#### Exercise objective
Copy every line in the records below that contains the word "rough".

Input data: Begin

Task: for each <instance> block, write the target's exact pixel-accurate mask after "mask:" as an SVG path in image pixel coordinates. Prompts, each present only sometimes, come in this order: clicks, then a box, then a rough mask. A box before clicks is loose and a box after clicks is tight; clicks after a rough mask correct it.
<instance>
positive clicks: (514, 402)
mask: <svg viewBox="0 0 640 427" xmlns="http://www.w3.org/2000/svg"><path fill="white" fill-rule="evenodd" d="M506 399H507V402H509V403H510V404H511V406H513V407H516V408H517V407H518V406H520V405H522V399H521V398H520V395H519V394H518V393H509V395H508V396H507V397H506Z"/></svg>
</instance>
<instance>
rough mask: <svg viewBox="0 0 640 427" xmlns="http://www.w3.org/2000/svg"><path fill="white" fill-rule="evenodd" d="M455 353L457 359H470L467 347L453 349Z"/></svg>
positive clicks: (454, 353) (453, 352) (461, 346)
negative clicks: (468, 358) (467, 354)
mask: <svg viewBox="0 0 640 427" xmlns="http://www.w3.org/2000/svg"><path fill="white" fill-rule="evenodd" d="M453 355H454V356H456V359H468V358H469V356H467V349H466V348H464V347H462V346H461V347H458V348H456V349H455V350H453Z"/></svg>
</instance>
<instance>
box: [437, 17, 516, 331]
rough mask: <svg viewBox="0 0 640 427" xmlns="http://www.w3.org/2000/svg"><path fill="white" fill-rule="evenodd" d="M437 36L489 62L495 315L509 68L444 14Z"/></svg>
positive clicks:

Input data: End

#### Expected output
Task: for each <instance> block, write the target's exact pixel-accurate mask after "mask:" as an SVG path in image pixel coordinates. Prompts, each present only sometimes, come in this order: clicks, then a box, then a rough mask. A box before clicks is loose and a box after clicks is tight; clicks after a rough mask correct it.
rough mask: <svg viewBox="0 0 640 427" xmlns="http://www.w3.org/2000/svg"><path fill="white" fill-rule="evenodd" d="M455 353L457 359H470L467 347L453 349Z"/></svg>
rough mask: <svg viewBox="0 0 640 427" xmlns="http://www.w3.org/2000/svg"><path fill="white" fill-rule="evenodd" d="M437 36L489 62L495 315L509 68L444 14Z"/></svg>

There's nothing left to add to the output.